* _TEXT EXTRACT_
....................
Tuesday, July 13, 2010

The Politics Of The Classroom: Is It Homophobic To Teach About The Scriptural Basis For Homophobia?

Janine Giordano Drake, over at Religion and American History asks us to think about a university classroom inflected by sacred beliefs that do not coexist comfortably with contemporary cosmopolitan ideas about diversity, respect for personal dignity and human rights. In doing so, she raises the question of whether the absolute separation of secular knowledge from ideological or faith-based knowledge is desirable, or even possible. For those who want to read more of Drake's thoughts about being a Christian scholar, click here.

The incident which prompted Drake's post occurred at the University of Illinois which, as a public university, has special vulnerabilities around the separation of the sacred and the secular. In a nutshell, a Catholic theologian circulated an email to his class about why heterosexuality, and the gender binary system, are "natural" and "real"; and why consent does not provide a moral basis for performing sexual acts that ignore the divine reproductive function of sexuality. A student complained to the chair of the department about this and similar statements made in class that articulated a conservative Catholic position on sexuality. The professor, the student reported, "allowed little room for opposition to Catholic dogma." But to the best of my understanding no particular student, or students, were picked out to be shamed or personally degraded by the teacher; and the views expressed had directly to do with the subject of the course and the course readings. The teacher -- who was an adjunct connected to the Newman Center on campus -- was not renewed. It is unclear whether it was because of this conflict, or because of other pedagogical or budgetary issues.

Drake has linked to the original documents to help us think about this incident and the larger questions it raises. In doing so, she demonstrates one good strategy for teaching things that our students may find objectionable, and for helping students learn to disagree respectfully with each other and with us. When they provide primary documents, professors can speak out of a personal belief system, but also bring a range of voices into the classroom that allow students to attach their own beliefs to, and test their views against, knowledge and authority that is not internal to the classroom and to the student-teacher relationship.
....................
* _PROVIDED DATA_
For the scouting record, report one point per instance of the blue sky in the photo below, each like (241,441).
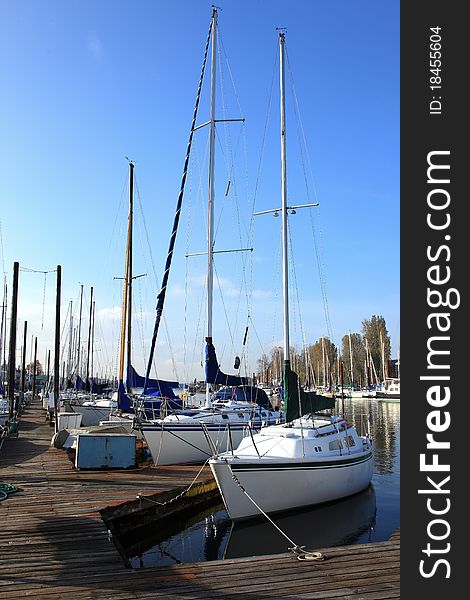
....................
* _DIRECTIONS FOR THIS TASK_
The blog post on the politics of the classroom offers several possible reasons why the teacher was not renewed. List every one of them.

* _RESPONSE TO THE TASK_
- The conflict over the email and class statements
- Other pedagogical issues
- Budgetary issues